[Selection]
Opinions of Monday, 7 June 2010

Columnist: Okoampa-Ahoofe, Kwame

No Deputy Upper-West Regional Minister?

By Kwame Okoampa-Ahoofe, Jr., Ph.D.

This is a story about the firing of Mr. Mahmood Khadid, the former Upper-West Regional Minister. It is, however, not about either/and/or the merits or demerits of the firing itself; rather, it is about the apparent breach or lack of proper chain of command with regard to Mr. Khadid’s most immediate replacement.
Ordinarily, one would have thought that the vacuum created by the Upper-West’s regional minister’s firing would be logically filled by the latter’s deputy, but in this instance it was Mr. Moses Mabenga, the Northern Regional Minister, who was asked in a statement signed by the presidential secretary, Mr. J. K. Bebaako-Mensah, to deputize “until a substantive minister” was appointed. This is rather bizarre, since almost every one of the ten major administrative regions of Ghana has an officially appointed and/or designated Deputy Regional Minister, who is paid to perform and act not only as a Lieutenant-Governor of his/her particular region, but also as a ready and immediate successor to the substantive Regional Minister in case of an emergency or should the need arise. And in the case of the Khadid dilemma, this clearly appears to have been the situation.
At any rate, assuming that at the time of his dismissal Mr. Khadid either had no officially designated deputy or one who was deemed competent by the “Atta Chimp” presidency, couldn’t Osu Castle have asked the Deputy Northern Regional Minister, instead, to serve as interim Upper-West Regional Minister until a substantive one was appointed in the offing by the presidency and promptly confirmed by Parliament, I suppose?
In other words, the procedure by which the presidency went about the replacement of Mr. Khadid, disturbingly bespeaks of the cavalier attitude of the current NDC government towards the people and affairs of the Upper-West Region and, in fact, the entire northern sector of the country at large. More so because not very long ago, the people of the Northern Region, the largest in land size, were clamoring for the region to be divided up into at least two discrete administrative units, on the quite geographically plausible grounds of poor transportation/communication infrastructure.
So how come, then, that now President Mills, after all, clearly appears to be siding with those of us who have vehemently argued in the recent past that the chief ministerial administrators of the three northern regions are, indeed, also the most underemployed in the country?

[Requests]
1. Translate this sentence from the column on the Upper-West regional minister's firing into Spanish: "This is a story about the firing of Mr. Mahmood Khadid, the former Upper-West Regional Minister."
2. According to the column on the Upper-West regional minister's firing, who signed the statement asking Mr. Moses Mabenga to deputize?
3. Write out the column on the Upper-West regional minister's firing from "No Deputy Upper-West" up to and including "most immediate replacement.".

[Dataset section]
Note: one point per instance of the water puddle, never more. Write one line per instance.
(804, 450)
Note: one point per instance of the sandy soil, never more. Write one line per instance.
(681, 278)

[Task-by-task results]
1. Esta es una historia sobre la destitución del señor Mahmood Khadid, exministro regional de Upper-West.

2. The presidential secretary, Mr. J. K. Bebaako-Mensah, signed it.

3.
No Deputy Upper-West Regional Minister?

By Kwame Okoampa-Ahoofe, Jr., Ph.D.

This is a story about the firing of Mr. Mahmood Khadid, the former Upper-West Regional Minister. It is, however, not about either/and/or the merits or demerits of the firing itself; rather, it is about the apparent breach or lack of proper chain of command with regard to Mr. Khadid’s most immediate replacement.